Provided records:
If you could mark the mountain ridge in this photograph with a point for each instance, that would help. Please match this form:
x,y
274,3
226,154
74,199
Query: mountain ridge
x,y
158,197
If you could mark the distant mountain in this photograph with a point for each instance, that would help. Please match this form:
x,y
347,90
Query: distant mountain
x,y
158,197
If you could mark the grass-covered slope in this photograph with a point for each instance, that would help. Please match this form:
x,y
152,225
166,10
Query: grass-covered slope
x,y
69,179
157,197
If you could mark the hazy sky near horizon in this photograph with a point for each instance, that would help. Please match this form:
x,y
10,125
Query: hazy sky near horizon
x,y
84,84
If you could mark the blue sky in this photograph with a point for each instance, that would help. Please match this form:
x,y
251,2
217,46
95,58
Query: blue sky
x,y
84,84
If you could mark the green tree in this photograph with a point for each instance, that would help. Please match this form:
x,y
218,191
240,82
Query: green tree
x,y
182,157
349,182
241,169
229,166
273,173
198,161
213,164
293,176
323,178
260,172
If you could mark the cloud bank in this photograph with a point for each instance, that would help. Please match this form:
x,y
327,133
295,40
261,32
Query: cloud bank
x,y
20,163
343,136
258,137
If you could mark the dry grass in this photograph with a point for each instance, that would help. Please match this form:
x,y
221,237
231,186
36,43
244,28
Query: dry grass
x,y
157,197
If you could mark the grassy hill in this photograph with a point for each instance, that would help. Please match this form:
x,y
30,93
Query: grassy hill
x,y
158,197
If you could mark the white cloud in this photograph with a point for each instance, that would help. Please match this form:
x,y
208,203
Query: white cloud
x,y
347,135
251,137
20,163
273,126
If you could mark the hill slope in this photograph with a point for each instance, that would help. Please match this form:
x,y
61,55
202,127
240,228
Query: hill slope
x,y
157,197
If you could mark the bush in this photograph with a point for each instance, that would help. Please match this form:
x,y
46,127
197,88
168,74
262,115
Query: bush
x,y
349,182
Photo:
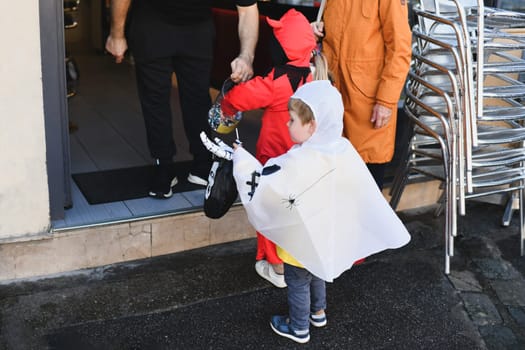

Work to complete: Please give the records again word for word, omitting all images.

Written solution:
If you could mark the mountain ridge in this photograph with a point for each instance, that would help. Please match this form:
x,y
274,3
226,154
74,199
Query: mountain ridge
x,y
158,197
If you could mark the distant mountain in this photograph with a point for each instance, that would help. Please match this form:
x,y
347,90
Query: distant mountain
x,y
158,197
If you could mark the grass-covered slope in this photograph with a point for each instance, that would help. Please match this form:
x,y
152,225
166,10
Query: grass-covered slope
x,y
69,179
157,197
If you could mark the hazy sky near horizon in this photograph with a point for each instance, that would help. Please match this form:
x,y
10,125
Query: hazy sky near horizon
x,y
84,84
If you could mark the blue sky in this photograph with a point for each instance, that would help. Please match this form:
x,y
251,2
217,46
95,58
Query: blue sky
x,y
84,84
If you could mark the green tree in this photograph with a point for each instance, that would help. Please match this form:
x,y
218,191
240,82
Query: green tree
x,y
182,157
349,182
241,169
229,166
273,173
198,161
213,164
293,176
323,178
260,172
If you could mark the cloud bank in this photograph with a point for each instance, that would help. Please match this form:
x,y
327,133
295,40
261,32
Query: cloud bank
x,y
20,163
343,136
258,137
If you could mark the dry grass in this photograph with a point for each instance, that would help. Please match this form:
x,y
221,237
231,186
36,43
244,28
Query: dry grass
x,y
157,197
If you could mark the grassy hill in this photograph with a point for each instance, that would help. Please match this form:
x,y
30,93
Query: grassy hill
x,y
158,197
If you could mark the white cloud in this photograph with a point for each instance, that would help. Please match this form:
x,y
208,203
Query: white cloud
x,y
347,135
251,137
20,163
273,126
If you could mark the hill slope in this photograph with a point for each instance, that would help. Please match this form:
x,y
61,55
202,127
240,228
Query: hill slope
x,y
157,197
If you could mark the bush in this photograph with a point for each instance, that would help. Please match this form:
x,y
46,127
197,88
168,74
262,115
Query: bush
x,y
349,182
Photo:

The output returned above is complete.